● GIVEN EXERCISE: Can you copy the listing below word for word, leaving the pictures out?

**** INPUT MATERIAL ****

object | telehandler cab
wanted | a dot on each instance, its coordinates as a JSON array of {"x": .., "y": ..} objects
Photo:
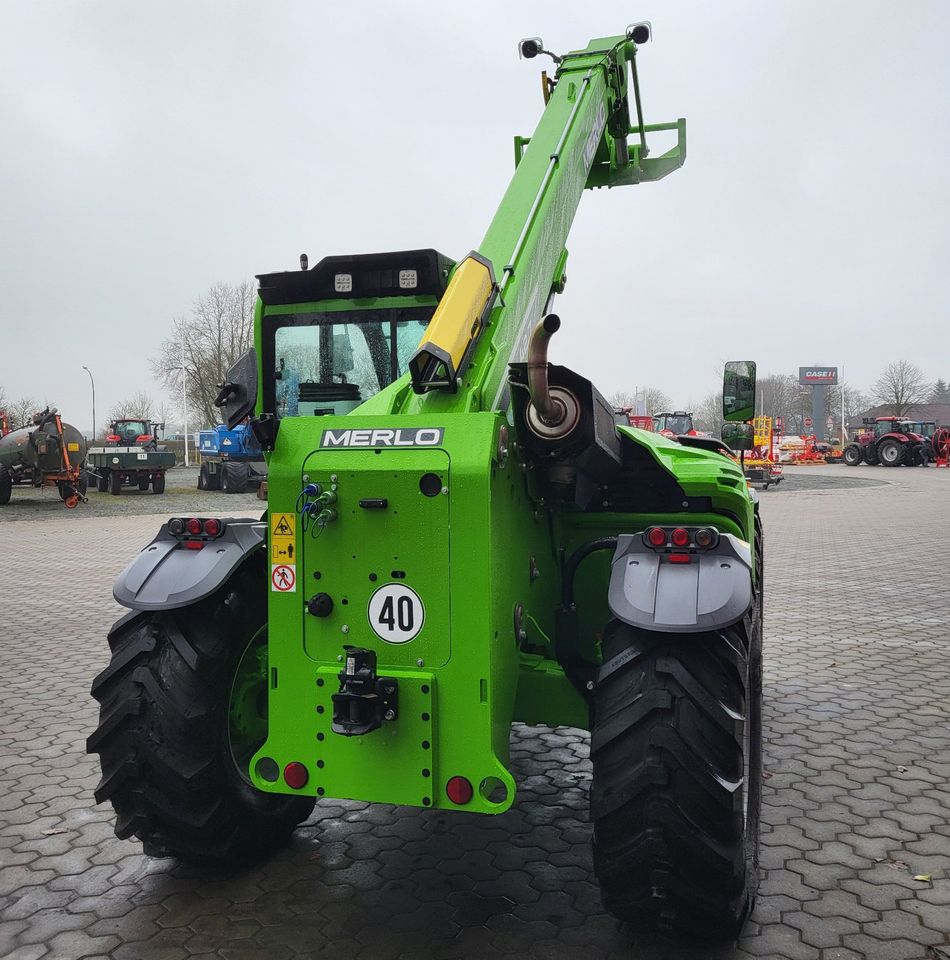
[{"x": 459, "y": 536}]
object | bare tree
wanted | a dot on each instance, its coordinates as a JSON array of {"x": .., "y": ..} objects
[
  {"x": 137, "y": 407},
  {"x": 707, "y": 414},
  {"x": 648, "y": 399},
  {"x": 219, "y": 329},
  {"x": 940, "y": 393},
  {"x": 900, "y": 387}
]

****

● ANSWER FOR THIS EXERCISE:
object | telehandler cab
wanted | a dot on each instance, its coordinates as a JSON array of {"x": .., "y": ..} objects
Photo:
[{"x": 459, "y": 536}]
object | bare tree
wanted | a dot on each instance, its coordinates as a JSON array of {"x": .., "y": ..} objects
[
  {"x": 137, "y": 407},
  {"x": 707, "y": 414},
  {"x": 648, "y": 399},
  {"x": 219, "y": 329},
  {"x": 940, "y": 393},
  {"x": 900, "y": 387}
]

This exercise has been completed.